[start Material for the task]

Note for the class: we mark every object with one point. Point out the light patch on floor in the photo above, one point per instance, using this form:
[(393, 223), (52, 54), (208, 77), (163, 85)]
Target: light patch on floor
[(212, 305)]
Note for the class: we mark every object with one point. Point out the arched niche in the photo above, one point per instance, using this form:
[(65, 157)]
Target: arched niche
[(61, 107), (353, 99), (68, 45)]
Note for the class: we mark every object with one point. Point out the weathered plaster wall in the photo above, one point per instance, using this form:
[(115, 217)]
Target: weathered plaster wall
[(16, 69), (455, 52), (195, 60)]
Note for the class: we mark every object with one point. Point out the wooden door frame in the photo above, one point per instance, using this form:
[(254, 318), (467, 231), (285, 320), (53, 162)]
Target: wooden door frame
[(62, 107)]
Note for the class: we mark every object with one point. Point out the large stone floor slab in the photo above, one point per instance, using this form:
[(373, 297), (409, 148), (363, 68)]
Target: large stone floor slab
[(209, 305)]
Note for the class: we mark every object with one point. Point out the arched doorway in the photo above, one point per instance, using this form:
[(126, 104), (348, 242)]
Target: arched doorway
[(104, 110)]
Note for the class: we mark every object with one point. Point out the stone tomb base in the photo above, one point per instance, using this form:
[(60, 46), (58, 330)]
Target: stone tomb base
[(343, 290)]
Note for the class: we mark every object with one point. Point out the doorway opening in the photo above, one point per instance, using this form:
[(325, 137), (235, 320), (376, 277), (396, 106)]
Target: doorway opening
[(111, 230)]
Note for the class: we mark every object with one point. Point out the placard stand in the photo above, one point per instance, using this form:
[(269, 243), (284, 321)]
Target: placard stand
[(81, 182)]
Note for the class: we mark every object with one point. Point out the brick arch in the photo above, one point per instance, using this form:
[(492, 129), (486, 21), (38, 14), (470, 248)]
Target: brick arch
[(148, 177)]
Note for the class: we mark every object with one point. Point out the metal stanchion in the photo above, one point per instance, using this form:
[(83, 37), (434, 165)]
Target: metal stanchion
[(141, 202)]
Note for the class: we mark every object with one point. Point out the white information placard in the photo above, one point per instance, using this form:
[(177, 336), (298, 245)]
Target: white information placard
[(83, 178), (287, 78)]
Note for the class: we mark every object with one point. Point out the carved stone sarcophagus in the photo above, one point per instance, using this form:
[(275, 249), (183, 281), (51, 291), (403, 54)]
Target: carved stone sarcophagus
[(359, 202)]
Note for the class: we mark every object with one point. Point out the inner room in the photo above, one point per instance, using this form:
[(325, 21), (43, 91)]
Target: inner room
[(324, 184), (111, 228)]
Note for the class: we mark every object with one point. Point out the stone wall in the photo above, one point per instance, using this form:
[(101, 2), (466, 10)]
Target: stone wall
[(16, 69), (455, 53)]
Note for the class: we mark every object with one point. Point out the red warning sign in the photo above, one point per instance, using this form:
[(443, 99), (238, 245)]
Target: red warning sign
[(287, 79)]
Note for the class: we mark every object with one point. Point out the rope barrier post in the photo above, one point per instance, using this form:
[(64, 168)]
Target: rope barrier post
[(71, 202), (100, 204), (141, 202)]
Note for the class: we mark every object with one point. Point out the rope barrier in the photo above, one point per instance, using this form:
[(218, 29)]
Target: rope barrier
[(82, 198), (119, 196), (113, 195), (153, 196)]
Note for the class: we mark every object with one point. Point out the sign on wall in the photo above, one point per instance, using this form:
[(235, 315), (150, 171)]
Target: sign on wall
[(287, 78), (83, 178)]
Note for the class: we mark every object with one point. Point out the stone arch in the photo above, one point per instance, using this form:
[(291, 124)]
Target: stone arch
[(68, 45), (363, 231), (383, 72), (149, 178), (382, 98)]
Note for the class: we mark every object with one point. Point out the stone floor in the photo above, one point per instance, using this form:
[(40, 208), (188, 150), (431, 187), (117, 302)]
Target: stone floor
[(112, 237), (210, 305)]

[end Material for the task]

## [Work instructions]
Copy out all of the records above word for word, reproducing every line without alteration.

## [Response below]
Note for the class: we mark every object with one point. Point out the light patch on floor in the photo above, one point per instance, using this form:
[(393, 223), (52, 54), (208, 77), (163, 85)]
Target: light patch on floor
[(212, 305)]
Note for the class: we mark every object with one point. Point out the arched niche in the photo above, one point per instance, using this form:
[(65, 157)]
Target: arched niche
[(61, 107), (353, 99), (68, 45)]
Note for the class: we mark every object with one point. Point out the weathered plaster wall in the photo above, one point per instance, using this form:
[(115, 217)]
Target: weathered plaster wall
[(16, 69), (455, 52), (195, 60)]
Note for the class: we mark every object with one point. Point out the wooden door frame in the photo above, one point per instance, using this form:
[(254, 318), (467, 231), (285, 320), (53, 162)]
Target: wooden door frame
[(62, 107)]
Note for the class: we mark every object with one point. Point out the large stone floor slab in the photo above, one point per instance, using this form:
[(373, 297), (409, 148), (363, 68)]
Target: large stone floor slab
[(209, 305)]
Note for the class: we mark every object with one point. Point out the arched doorway in the photo above, one point per instance, using this form:
[(126, 104), (348, 242)]
Target: arched doorway
[(104, 110)]
Note for the class: we mark every object with one point. Point out the stone tomb base in the photo above, one point per instance, using this form:
[(60, 46), (58, 330)]
Target: stone tomb base
[(343, 290)]
Note for the class: we mark every object with one point. Point out the doorway opening in the photo above, one point per instance, using this form:
[(325, 137), (235, 320), (376, 277), (396, 106)]
Target: doorway opening
[(111, 230)]
Note for the class: we mark every object with one point. Point out the placard stand in the photo above, one point per instance, using this form:
[(269, 243), (284, 321)]
Target: placard stand
[(81, 182)]
Note for the class: we mark every object with one point. Point out the brick arch in the photo above, one point per instance, using this form:
[(492, 129), (486, 21), (38, 14), (470, 248)]
Target: brick arch
[(148, 177)]
Note for the class: we mark every object with one point. Point out the metal stanchion in the photo above, one point per instance, using this form:
[(83, 37), (434, 165)]
Target: metal stanchion
[(141, 202)]
Note for the class: we mark every object with one point. Point out the white information placard in the photo above, one point per instance, using this form:
[(177, 336), (298, 245)]
Target: white information placard
[(83, 178), (287, 78)]
Note for the class: we mark every object with one point. Point out the carved stone sarcophagus in the photo above, one point per instance, using this form:
[(275, 249), (183, 281), (51, 291), (403, 54)]
Target: carved stone sarcophagus
[(359, 202)]
Note for the class: we mark every object with one point. Point out the inner room in the photo above, one point per instance, using this form:
[(325, 21), (43, 91)]
Target: inner room
[(324, 184), (111, 228)]
Note for the class: we mark every object with one point. Point out the stone wall in the photo above, one point per instance, using this form:
[(101, 2), (466, 10)]
Target: stone wall
[(16, 69), (455, 53)]
Note for the class: we mark every object with one point. Point out the red warning sign in the photo above, one point per instance, using this form:
[(443, 99), (238, 245)]
Target: red warning sign
[(287, 79)]
Note for the class: we mark every object with one point. Point out the rope barrier post in the photo above, one point per instance, using this form:
[(64, 168)]
Target: rope barrier post
[(71, 202), (100, 204), (141, 202)]
Note for the class: we mark every object with one point. Point out the rope barrier in the photo above, one point per instance, using this form:
[(218, 29)]
Target: rope barrier
[(82, 198), (119, 196), (113, 195), (153, 196)]
Note for the class: we mark every object with one point. Point out the sign on wall in the photo above, one point per instance, using this form:
[(235, 315), (150, 171)]
Target: sign on wall
[(287, 78), (83, 178)]
Note for the class: we mark every object with one point. Point out the stone arch in the photo above, one point per instance, using this form:
[(291, 124)]
Target: stone arch
[(68, 45), (363, 231), (383, 72), (149, 178), (382, 98)]
Note for the class: we mark every object with one point. Point out the stone floor in the photo above, one point per instance, using this form:
[(40, 208), (188, 150), (431, 187), (117, 302)]
Target: stone floor
[(112, 237), (210, 305)]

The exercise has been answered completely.